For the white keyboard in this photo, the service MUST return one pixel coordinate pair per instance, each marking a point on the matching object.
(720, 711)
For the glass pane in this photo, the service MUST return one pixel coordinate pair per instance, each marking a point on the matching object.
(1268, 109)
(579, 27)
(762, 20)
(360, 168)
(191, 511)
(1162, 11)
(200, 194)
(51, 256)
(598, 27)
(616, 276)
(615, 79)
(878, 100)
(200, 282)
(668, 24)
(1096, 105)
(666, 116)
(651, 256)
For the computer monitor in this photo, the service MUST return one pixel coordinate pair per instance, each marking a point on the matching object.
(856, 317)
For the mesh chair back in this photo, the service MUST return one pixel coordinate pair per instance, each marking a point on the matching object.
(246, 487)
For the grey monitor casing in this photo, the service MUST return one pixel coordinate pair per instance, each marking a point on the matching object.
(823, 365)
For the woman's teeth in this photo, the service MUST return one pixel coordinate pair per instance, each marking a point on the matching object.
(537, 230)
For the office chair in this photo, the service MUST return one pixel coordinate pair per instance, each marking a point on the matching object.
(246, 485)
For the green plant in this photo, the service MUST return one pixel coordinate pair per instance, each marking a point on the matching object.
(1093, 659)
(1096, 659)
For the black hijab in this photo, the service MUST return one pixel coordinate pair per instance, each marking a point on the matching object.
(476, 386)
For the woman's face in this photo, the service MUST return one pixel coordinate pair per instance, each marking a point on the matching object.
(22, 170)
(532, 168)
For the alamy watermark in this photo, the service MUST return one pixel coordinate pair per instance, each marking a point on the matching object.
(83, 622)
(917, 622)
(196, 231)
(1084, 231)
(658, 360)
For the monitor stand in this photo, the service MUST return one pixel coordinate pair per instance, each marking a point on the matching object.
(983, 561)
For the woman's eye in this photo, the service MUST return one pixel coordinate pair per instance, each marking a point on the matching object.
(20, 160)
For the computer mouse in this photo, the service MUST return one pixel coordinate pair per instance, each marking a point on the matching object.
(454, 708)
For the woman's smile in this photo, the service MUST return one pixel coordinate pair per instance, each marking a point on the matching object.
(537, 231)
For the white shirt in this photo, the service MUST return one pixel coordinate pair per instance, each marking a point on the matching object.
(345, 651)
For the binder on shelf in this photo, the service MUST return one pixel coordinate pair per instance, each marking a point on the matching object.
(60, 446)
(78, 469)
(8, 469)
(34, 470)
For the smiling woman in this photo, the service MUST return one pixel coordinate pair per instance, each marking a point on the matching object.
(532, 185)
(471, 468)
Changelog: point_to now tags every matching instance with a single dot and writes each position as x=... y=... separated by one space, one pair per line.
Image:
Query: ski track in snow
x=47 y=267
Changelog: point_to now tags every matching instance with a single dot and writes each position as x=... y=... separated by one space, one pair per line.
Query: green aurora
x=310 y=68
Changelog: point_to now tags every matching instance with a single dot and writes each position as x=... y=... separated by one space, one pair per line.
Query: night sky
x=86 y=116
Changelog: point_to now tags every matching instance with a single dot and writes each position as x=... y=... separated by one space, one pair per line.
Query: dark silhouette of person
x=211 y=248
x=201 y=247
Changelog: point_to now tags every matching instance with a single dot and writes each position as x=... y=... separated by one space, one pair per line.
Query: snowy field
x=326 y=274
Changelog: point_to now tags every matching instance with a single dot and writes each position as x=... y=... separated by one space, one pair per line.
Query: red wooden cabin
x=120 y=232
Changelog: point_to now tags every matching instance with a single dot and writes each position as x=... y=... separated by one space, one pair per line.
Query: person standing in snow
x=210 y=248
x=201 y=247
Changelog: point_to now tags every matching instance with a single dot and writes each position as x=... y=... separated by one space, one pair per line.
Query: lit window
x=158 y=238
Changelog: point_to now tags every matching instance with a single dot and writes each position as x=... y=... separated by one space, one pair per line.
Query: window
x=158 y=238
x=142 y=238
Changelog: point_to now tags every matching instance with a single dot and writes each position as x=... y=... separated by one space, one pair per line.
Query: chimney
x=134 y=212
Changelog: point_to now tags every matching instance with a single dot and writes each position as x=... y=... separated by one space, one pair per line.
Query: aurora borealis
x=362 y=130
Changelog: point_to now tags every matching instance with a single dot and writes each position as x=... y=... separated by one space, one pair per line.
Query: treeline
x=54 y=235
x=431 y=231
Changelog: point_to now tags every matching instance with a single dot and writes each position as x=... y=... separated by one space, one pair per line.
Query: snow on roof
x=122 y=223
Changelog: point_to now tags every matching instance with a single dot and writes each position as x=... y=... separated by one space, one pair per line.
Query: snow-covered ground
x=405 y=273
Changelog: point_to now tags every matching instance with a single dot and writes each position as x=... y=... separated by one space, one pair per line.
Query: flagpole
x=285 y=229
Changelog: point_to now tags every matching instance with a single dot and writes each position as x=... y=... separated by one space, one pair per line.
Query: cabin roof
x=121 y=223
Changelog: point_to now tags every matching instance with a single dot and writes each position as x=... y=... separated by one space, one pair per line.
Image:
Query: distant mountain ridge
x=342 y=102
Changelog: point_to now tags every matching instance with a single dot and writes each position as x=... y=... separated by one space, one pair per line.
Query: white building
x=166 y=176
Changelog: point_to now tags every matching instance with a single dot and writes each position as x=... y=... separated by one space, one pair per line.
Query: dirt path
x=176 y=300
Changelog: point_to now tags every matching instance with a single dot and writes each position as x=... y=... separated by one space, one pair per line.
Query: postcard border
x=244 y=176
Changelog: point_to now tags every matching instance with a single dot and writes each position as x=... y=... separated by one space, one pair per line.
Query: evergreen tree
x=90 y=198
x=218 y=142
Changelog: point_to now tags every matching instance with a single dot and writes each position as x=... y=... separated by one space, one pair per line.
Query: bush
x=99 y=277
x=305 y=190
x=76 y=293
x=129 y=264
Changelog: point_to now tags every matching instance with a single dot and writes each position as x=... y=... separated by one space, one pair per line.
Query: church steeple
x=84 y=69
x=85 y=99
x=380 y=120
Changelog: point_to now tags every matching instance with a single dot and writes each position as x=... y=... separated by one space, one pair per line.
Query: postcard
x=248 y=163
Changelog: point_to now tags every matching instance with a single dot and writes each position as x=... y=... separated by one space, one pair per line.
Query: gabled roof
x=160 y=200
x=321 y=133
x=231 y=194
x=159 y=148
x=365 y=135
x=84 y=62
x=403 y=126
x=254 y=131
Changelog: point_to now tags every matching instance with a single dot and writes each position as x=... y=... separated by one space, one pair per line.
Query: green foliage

==================================================

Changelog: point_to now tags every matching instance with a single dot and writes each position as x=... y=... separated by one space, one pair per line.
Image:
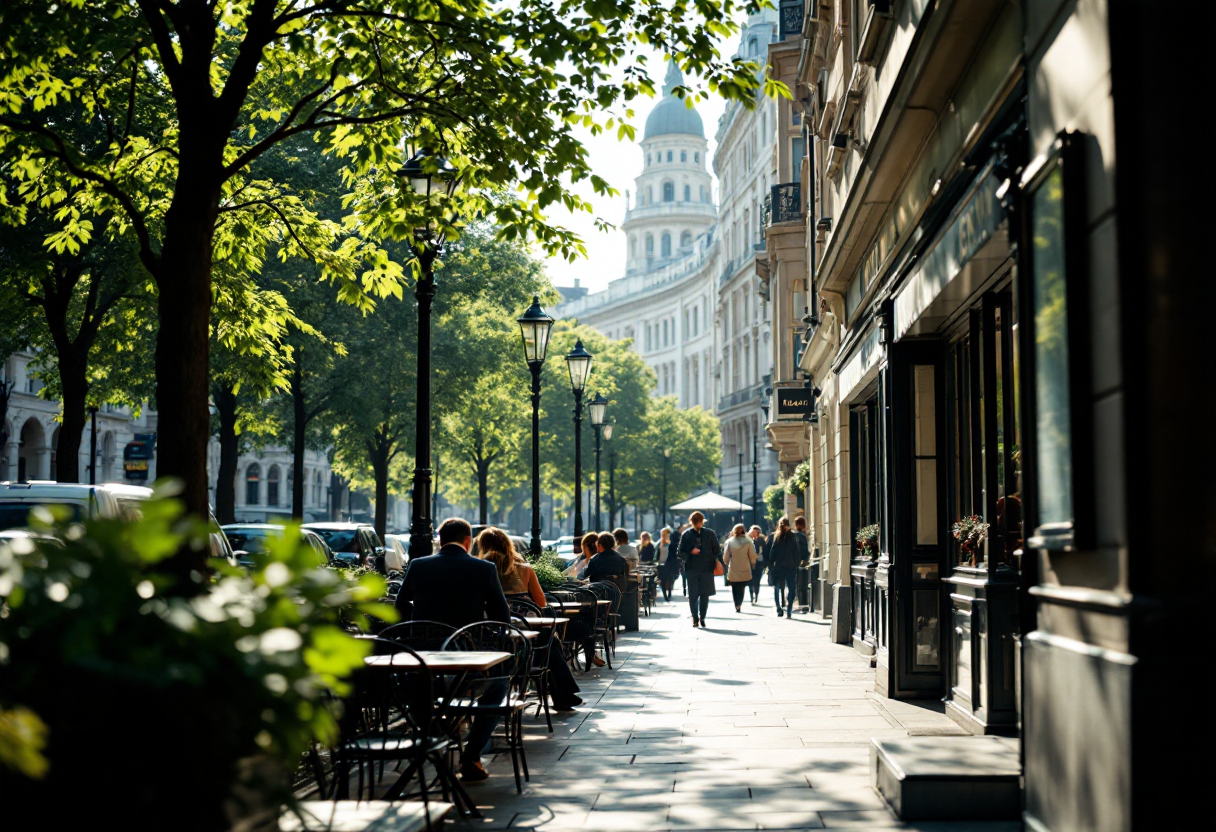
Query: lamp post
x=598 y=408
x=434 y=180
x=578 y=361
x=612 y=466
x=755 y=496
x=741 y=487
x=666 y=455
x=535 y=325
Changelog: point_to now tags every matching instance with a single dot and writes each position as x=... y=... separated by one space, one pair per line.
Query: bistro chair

==================================================

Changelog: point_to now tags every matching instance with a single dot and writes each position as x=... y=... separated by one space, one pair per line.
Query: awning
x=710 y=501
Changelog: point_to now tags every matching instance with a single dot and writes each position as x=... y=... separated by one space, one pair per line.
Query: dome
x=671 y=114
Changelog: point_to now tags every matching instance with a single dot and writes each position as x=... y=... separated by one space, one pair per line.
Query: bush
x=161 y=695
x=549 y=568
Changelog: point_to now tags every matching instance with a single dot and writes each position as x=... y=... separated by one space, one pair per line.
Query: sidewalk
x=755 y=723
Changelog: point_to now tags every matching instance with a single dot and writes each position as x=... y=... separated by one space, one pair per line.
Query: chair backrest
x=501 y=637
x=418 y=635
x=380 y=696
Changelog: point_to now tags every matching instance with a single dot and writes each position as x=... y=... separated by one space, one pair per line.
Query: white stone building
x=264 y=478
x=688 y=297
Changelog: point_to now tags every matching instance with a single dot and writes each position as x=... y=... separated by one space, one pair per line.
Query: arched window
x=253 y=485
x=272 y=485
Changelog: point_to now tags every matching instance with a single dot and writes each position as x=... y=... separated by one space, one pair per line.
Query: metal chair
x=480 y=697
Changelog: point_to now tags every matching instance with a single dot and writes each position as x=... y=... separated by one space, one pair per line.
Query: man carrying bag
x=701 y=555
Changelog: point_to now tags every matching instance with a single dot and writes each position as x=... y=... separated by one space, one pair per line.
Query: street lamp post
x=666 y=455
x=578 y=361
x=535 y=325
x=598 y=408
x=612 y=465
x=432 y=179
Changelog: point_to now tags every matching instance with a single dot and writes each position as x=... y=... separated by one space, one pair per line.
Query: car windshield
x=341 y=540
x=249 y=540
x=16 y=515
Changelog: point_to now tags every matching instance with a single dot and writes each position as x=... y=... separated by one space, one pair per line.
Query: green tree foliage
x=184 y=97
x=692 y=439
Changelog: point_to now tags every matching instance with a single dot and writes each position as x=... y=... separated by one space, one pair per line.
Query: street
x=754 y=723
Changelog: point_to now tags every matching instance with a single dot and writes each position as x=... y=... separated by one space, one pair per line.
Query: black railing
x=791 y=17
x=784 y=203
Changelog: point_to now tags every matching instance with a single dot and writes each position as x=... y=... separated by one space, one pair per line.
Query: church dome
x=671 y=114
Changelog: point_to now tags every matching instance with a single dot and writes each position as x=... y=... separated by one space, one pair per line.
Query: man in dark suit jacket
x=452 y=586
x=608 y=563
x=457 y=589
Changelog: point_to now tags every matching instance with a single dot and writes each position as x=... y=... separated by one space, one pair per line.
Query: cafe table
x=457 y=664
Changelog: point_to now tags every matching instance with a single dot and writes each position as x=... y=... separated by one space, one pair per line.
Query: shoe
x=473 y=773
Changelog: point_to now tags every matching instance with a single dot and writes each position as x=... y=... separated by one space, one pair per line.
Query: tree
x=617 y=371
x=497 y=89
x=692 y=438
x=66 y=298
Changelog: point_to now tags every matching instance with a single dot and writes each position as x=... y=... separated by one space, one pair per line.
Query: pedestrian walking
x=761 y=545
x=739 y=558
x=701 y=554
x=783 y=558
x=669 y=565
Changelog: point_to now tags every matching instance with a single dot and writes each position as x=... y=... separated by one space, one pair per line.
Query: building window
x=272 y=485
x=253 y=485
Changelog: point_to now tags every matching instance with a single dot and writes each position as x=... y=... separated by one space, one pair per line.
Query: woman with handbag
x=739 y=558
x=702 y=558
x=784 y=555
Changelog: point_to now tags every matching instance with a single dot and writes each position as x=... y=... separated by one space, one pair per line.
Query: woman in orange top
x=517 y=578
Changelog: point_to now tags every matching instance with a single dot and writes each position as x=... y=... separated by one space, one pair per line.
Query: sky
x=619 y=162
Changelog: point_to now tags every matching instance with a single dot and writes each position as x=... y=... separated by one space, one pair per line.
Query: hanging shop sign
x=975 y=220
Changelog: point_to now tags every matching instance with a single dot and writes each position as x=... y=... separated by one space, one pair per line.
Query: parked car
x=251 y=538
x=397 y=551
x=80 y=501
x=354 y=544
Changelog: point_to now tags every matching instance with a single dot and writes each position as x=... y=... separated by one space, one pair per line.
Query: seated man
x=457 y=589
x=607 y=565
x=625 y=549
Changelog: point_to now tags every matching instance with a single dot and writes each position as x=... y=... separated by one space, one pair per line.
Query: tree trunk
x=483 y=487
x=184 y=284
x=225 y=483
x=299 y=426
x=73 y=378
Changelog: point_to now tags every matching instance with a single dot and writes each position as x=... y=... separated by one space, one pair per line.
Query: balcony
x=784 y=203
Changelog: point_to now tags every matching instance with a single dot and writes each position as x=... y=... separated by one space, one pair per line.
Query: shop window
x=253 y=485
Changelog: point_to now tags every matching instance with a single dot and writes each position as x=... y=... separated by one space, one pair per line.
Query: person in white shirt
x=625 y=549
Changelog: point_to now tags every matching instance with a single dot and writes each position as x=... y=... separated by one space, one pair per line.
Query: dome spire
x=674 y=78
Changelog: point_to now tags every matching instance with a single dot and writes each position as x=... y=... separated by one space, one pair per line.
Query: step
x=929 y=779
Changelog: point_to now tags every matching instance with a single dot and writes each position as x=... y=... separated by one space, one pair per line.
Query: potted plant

==================================================

• Task directions:
Write down exactly the span of lines above from the one containing "Query: evergreen tree" to the one containing "Query: green foliage", both ends included.

• Solution to this exercise:
Query: evergreen tree
x=90 y=198
x=218 y=142
Changelog: point_to now tags every matching instance with a single dot and writes each position as x=... y=... separated by one space, one pair per line.
Query: bush
x=99 y=277
x=305 y=190
x=76 y=293
x=129 y=264
Changelog: point_to now tags every matching instance with a single dot and writes each position as x=... y=... separated by one space, one pair per line.
Query: church steeple
x=84 y=69
x=85 y=99
x=380 y=120
Changelog: point_to now tags every matching instance with a single dot and writes each position as x=... y=... separated by one space, one pair per line.
Query: postcard
x=248 y=163
Changelog: point_to now tags every matching instance with a single dot and writes each position as x=... y=... separated by one space, one pair per line.
Query: gabled roof
x=160 y=200
x=321 y=133
x=231 y=194
x=159 y=148
x=365 y=135
x=84 y=62
x=403 y=126
x=254 y=131
Changelog: point_to now tags every matching instance with a single dot and writes each position as x=... y=... separated by one space, one pair per line.
Query: green foliage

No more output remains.